#### [Exercise directions]
Transcribe the records below exactly.

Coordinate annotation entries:
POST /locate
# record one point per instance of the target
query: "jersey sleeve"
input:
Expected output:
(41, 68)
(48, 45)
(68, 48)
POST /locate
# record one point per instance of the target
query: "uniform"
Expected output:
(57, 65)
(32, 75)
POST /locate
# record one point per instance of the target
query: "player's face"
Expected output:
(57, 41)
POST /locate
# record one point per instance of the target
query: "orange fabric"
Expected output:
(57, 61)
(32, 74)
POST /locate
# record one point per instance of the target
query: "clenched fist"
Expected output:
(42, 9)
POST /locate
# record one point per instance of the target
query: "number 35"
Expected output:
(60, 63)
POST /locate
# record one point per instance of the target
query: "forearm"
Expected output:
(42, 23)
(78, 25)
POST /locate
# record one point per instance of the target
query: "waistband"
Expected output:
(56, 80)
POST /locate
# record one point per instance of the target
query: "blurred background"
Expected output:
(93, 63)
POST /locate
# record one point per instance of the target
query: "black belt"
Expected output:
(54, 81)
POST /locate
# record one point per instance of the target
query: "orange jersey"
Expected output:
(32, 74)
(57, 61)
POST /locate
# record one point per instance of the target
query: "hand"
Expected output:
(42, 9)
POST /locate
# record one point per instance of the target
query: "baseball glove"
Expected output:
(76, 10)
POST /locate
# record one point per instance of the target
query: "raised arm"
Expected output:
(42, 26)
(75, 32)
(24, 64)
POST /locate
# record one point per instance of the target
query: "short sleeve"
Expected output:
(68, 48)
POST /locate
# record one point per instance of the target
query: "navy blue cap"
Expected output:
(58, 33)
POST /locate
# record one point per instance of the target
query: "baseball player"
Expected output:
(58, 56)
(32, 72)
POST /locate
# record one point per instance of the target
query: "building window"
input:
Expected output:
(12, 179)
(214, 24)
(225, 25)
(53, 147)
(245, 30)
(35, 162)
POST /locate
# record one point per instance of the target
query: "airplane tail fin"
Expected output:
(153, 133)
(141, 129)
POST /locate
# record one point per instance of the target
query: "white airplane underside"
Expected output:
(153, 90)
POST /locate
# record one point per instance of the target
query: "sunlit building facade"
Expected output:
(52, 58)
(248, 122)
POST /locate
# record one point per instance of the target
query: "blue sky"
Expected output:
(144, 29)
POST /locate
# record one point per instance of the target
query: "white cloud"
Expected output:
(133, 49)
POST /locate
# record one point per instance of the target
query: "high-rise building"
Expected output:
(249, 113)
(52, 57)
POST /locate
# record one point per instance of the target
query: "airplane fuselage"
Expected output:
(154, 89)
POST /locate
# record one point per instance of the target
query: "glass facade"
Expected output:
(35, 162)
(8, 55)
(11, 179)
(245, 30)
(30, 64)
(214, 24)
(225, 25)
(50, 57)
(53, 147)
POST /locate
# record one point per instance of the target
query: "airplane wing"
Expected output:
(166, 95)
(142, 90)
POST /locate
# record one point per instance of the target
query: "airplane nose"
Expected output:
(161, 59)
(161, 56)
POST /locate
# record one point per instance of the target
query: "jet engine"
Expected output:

#### [Response below]
POST /locate
# record one point per instance of the target
query: "jersey sleeve"
input:
Expected output:
(41, 68)
(48, 45)
(68, 48)
POST /locate
# record one point per instance of the target
query: "uniform"
Expected output:
(57, 65)
(32, 75)
POST /locate
# record one point per instance of the target
query: "player's face"
Expected output:
(57, 41)
POST /locate
# record one point per instance of the target
query: "orange fabric"
Expected output:
(57, 61)
(32, 74)
POST /locate
# record one point per instance of the target
query: "clenched fist"
Expected output:
(42, 9)
POST /locate
# record one point per instance of the target
query: "number 35"
Expected output:
(60, 63)
POST /locate
# record one point per instance of the target
query: "forearm"
Expected output:
(42, 23)
(78, 25)
POST /locate
# record one point per instance of the target
query: "waistband"
Expected output:
(56, 80)
POST /locate
# record one point per instance of the target
query: "blurred background"
Expected output:
(93, 63)
POST /locate
# record one point per instance of the target
query: "black belt"
Expected output:
(54, 81)
POST /locate
# record one point per instance of the target
query: "orange jersey"
Expected output:
(32, 74)
(57, 61)
POST /locate
# record one point per instance of the target
query: "hand"
Expected output:
(42, 9)
POST /locate
# record one point per instance of the target
query: "baseball glove"
Expected output:
(76, 10)
POST /locate
# record one point per instance of the target
query: "raised arm"
Expected output:
(42, 26)
(75, 32)
(24, 64)
POST /locate
# record one point per instance of the target
query: "short sleeve"
Expected output:
(68, 48)
POST /locate
# record one point per instance of the target
query: "navy blue cap"
Expected output:
(58, 33)
POST /locate
# record one point per instance of the target
query: "baseball player"
Expected output:
(58, 56)
(32, 72)
POST /locate
# record one point per instance of the target
query: "building window"
input:
Expected output:
(12, 179)
(214, 24)
(225, 25)
(53, 147)
(245, 30)
(35, 162)
POST /locate
# record one point per instance of the target
query: "airplane tail fin"
Expected output:
(153, 133)
(141, 129)
POST /locate
# record one point per instance of the target
query: "white airplane underside"
Expected output:
(153, 90)
POST /locate
# record one point per instance of the target
query: "sunlit building facade"
Expected output:
(52, 58)
(248, 122)
POST /locate
# record one point per instance of the target
query: "blue sky"
Expected output:
(144, 29)
POST /locate
# record one point per instance of the target
query: "white cloud"
Expected output:
(133, 49)
POST /locate
# record one point per instance of the target
query: "high-rise building"
Expected output:
(249, 113)
(52, 57)
POST /locate
# record one point per instance of the target
query: "airplane fuselage"
Expected output:
(154, 89)
POST /locate
# record one point per instance of the target
query: "glass facade"
Expected output:
(35, 162)
(8, 55)
(11, 179)
(245, 30)
(30, 64)
(214, 24)
(225, 25)
(50, 57)
(53, 147)
POST /locate
# record one point per instance of the target
query: "airplane wing"
Expected output:
(166, 95)
(142, 90)
POST /locate
# record one point per instance of the target
query: "airplane nose"
Expected output:
(161, 59)
(161, 56)
POST /locate
# record one point per instance of the target
query: "jet engine"
Expected output:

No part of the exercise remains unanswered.